# Goal of the exercise
Copy the lines below word for word, starting at the line that contains "occurrence of casserole" and ending at the line that contains "top-left (426, 933), bottom-right (501, 980)", with both of those lines included.

__________________________________________________

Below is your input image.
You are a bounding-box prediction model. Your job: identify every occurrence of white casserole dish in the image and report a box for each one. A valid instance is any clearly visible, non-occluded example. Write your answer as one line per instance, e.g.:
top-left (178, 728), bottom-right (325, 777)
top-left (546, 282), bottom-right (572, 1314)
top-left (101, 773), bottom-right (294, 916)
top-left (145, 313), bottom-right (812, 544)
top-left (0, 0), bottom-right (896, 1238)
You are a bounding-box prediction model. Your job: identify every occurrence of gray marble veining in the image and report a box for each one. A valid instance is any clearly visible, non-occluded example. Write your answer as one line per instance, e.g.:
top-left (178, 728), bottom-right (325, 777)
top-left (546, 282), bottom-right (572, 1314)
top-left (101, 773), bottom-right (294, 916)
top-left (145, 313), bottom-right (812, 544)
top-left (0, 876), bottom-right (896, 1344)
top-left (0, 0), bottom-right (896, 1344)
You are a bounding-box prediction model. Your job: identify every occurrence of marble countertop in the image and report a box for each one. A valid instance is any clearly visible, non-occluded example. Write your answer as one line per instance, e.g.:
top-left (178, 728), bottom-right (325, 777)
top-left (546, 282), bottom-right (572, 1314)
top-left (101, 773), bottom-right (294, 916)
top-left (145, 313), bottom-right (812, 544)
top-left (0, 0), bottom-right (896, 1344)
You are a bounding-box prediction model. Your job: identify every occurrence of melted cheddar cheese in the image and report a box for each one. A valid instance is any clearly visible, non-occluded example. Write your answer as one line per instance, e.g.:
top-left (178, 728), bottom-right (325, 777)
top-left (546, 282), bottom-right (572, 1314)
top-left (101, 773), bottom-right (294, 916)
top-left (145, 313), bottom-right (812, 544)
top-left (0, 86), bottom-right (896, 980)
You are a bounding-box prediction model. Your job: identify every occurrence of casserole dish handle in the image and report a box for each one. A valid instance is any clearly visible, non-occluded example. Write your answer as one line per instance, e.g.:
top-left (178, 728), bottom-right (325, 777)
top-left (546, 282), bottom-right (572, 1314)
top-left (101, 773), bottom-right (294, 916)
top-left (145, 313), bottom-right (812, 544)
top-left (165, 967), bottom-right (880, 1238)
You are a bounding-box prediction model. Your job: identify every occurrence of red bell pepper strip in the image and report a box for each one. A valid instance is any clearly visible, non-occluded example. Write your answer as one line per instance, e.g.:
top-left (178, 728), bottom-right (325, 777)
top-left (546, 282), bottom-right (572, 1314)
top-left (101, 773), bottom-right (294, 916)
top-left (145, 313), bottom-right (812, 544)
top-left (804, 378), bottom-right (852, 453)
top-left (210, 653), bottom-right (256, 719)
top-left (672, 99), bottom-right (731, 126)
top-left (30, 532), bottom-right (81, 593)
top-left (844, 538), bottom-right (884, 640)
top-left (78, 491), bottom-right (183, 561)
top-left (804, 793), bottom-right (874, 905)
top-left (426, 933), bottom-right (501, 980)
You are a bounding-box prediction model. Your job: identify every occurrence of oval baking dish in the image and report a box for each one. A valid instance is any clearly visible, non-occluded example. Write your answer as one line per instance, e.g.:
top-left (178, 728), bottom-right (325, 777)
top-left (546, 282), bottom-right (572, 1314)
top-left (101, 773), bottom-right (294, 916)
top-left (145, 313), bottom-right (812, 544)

__________________________________________________

# Answer to this exercise
You are a bounding-box prediction model. Your job: identify every occurrence of casserole dish handle in the image and report a box for each one. A valid instance is any clearly visible, non-occluded example. Write your answer as one line per instance, e.g.:
top-left (178, 728), bottom-right (325, 777)
top-left (546, 282), bottom-right (572, 1314)
top-left (101, 773), bottom-right (294, 916)
top-left (145, 313), bottom-right (812, 544)
top-left (165, 967), bottom-right (880, 1238)
You are a bounding-box prediction model. Your job: identify every occurrence of red bell pepper strip in the image and report a box for each one. A valid instance is any clearly visible, non-occluded example. Write your answer as one line per instance, e.g.:
top-left (178, 728), bottom-right (325, 777)
top-left (546, 282), bottom-right (572, 1314)
top-left (101, 773), bottom-right (294, 916)
top-left (145, 313), bottom-right (812, 544)
top-left (804, 378), bottom-right (852, 453)
top-left (210, 653), bottom-right (256, 719)
top-left (672, 99), bottom-right (731, 126)
top-left (30, 532), bottom-right (81, 593)
top-left (844, 538), bottom-right (884, 640)
top-left (78, 491), bottom-right (183, 561)
top-left (804, 793), bottom-right (874, 905)
top-left (426, 933), bottom-right (501, 980)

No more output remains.